--- STATED GOAL ---
Extract every row below word for word, leaving out the pictures.

──────── EXERCISE INPUT ────────

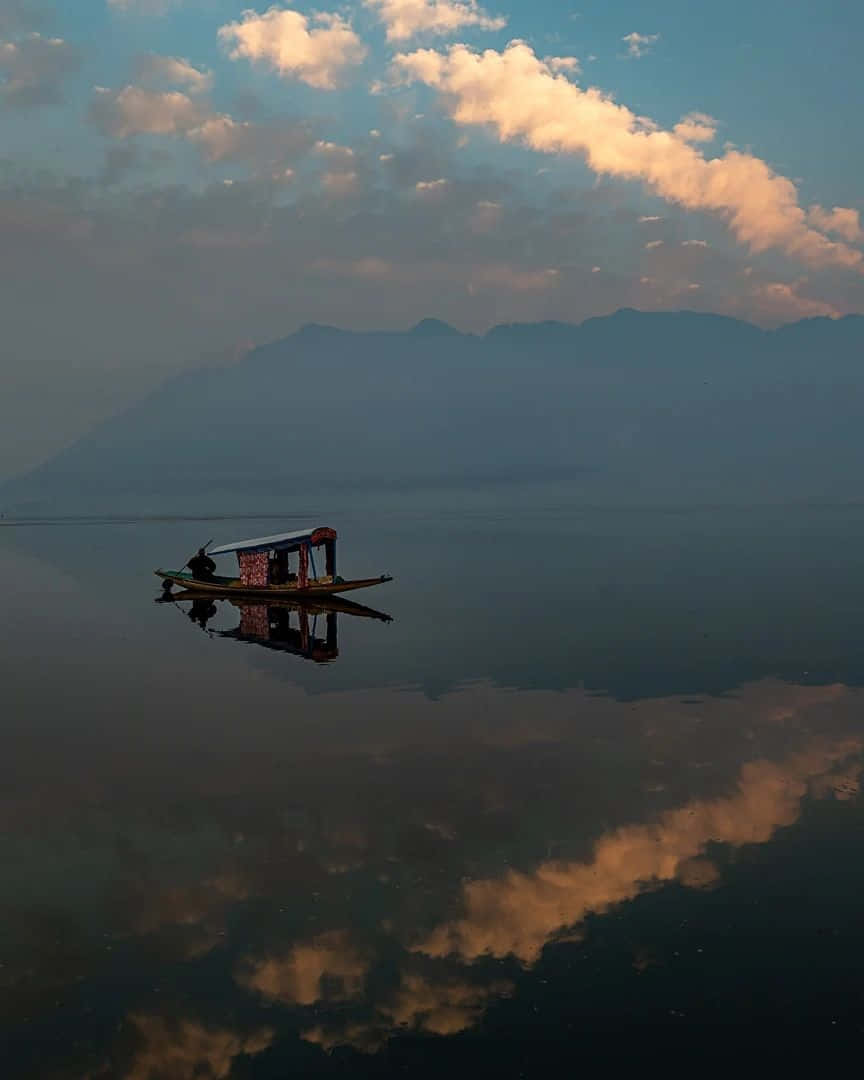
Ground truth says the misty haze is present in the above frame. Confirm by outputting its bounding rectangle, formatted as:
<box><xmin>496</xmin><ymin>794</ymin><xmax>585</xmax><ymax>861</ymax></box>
<box><xmin>0</xmin><ymin>0</ymin><xmax>864</xmax><ymax>1080</ymax></box>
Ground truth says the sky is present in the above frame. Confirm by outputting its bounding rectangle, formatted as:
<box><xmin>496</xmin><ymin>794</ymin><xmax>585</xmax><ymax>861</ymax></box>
<box><xmin>0</xmin><ymin>0</ymin><xmax>864</xmax><ymax>477</ymax></box>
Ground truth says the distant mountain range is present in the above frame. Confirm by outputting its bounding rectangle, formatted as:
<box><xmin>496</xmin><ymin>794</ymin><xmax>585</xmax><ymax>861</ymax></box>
<box><xmin>0</xmin><ymin>309</ymin><xmax>864</xmax><ymax>513</ymax></box>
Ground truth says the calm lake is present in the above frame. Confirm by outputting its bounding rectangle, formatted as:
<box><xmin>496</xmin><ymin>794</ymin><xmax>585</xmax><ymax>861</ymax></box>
<box><xmin>0</xmin><ymin>491</ymin><xmax>864</xmax><ymax>1080</ymax></box>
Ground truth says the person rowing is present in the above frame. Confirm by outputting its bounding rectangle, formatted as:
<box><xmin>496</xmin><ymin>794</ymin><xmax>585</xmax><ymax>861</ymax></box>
<box><xmin>186</xmin><ymin>548</ymin><xmax>216</xmax><ymax>581</ymax></box>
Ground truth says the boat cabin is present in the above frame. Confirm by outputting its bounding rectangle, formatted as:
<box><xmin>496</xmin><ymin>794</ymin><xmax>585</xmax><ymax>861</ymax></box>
<box><xmin>207</xmin><ymin>525</ymin><xmax>338</xmax><ymax>589</ymax></box>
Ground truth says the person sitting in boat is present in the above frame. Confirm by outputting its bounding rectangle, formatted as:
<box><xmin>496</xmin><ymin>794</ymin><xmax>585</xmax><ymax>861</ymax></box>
<box><xmin>186</xmin><ymin>548</ymin><xmax>216</xmax><ymax>581</ymax></box>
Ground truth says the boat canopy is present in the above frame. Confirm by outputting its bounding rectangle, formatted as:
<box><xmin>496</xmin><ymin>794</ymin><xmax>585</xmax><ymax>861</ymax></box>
<box><xmin>207</xmin><ymin>525</ymin><xmax>336</xmax><ymax>555</ymax></box>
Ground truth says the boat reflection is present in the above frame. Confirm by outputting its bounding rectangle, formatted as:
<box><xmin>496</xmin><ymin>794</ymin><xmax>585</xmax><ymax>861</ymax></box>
<box><xmin>157</xmin><ymin>591</ymin><xmax>393</xmax><ymax>663</ymax></box>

────────

--- REPLY TO THE EXERCISE ---
Ground truth says the misty haze is present in the above frame. Confirm by outputting its bounding rectangle, formatted as:
<box><xmin>496</xmin><ymin>794</ymin><xmax>585</xmax><ymax>861</ymax></box>
<box><xmin>0</xmin><ymin>0</ymin><xmax>864</xmax><ymax>1080</ymax></box>
Ground truth says the sky is present in the above frame. Confirm by outputting its bounding rectangle, formatted as:
<box><xmin>496</xmin><ymin>794</ymin><xmax>585</xmax><ymax>861</ymax></box>
<box><xmin>0</xmin><ymin>0</ymin><xmax>864</xmax><ymax>477</ymax></box>
Ground truth says the distant mountain range is present in the above frame. Confirm by outputting its bounding rectangle, formatted as:
<box><xmin>496</xmin><ymin>794</ymin><xmax>585</xmax><ymax>861</ymax></box>
<box><xmin>0</xmin><ymin>309</ymin><xmax>864</xmax><ymax>513</ymax></box>
Ground truth says the calm lake is present in the above frame. Confirm by outputting its bounding rectangle, formatted as:
<box><xmin>496</xmin><ymin>794</ymin><xmax>585</xmax><ymax>861</ymax></box>
<box><xmin>0</xmin><ymin>491</ymin><xmax>864</xmax><ymax>1080</ymax></box>
Ground truth says the person rowing is present in the above frame. Confirm by outputting its bounding rectangle, formatted as:
<box><xmin>496</xmin><ymin>794</ymin><xmax>585</xmax><ymax>861</ymax></box>
<box><xmin>186</xmin><ymin>548</ymin><xmax>216</xmax><ymax>581</ymax></box>
Ground truth says the boat cabin is present in the above frame. Confirm by outputting its bounding rectangle, formatted as:
<box><xmin>496</xmin><ymin>794</ymin><xmax>585</xmax><ymax>861</ymax></box>
<box><xmin>207</xmin><ymin>525</ymin><xmax>338</xmax><ymax>589</ymax></box>
Ground truth says the person sitting in boat is present in the above frame. Confirm by outputting its bounding rectangle, formatted as:
<box><xmin>496</xmin><ymin>794</ymin><xmax>585</xmax><ymax>861</ymax></box>
<box><xmin>186</xmin><ymin>548</ymin><xmax>216</xmax><ymax>581</ymax></box>
Ground truth says the boat canopy is present in the above frame. Confirm by outputting its bounding rectangle, formatted as:
<box><xmin>496</xmin><ymin>794</ymin><xmax>585</xmax><ymax>861</ymax></box>
<box><xmin>207</xmin><ymin>525</ymin><xmax>336</xmax><ymax>555</ymax></box>
Ground truth says the boat reflection is present in the above frame. Confirm by outputting its bounding rectangle, formatted as:
<box><xmin>496</xmin><ymin>794</ymin><xmax>585</xmax><ymax>861</ymax></box>
<box><xmin>157</xmin><ymin>591</ymin><xmax>393</xmax><ymax>663</ymax></box>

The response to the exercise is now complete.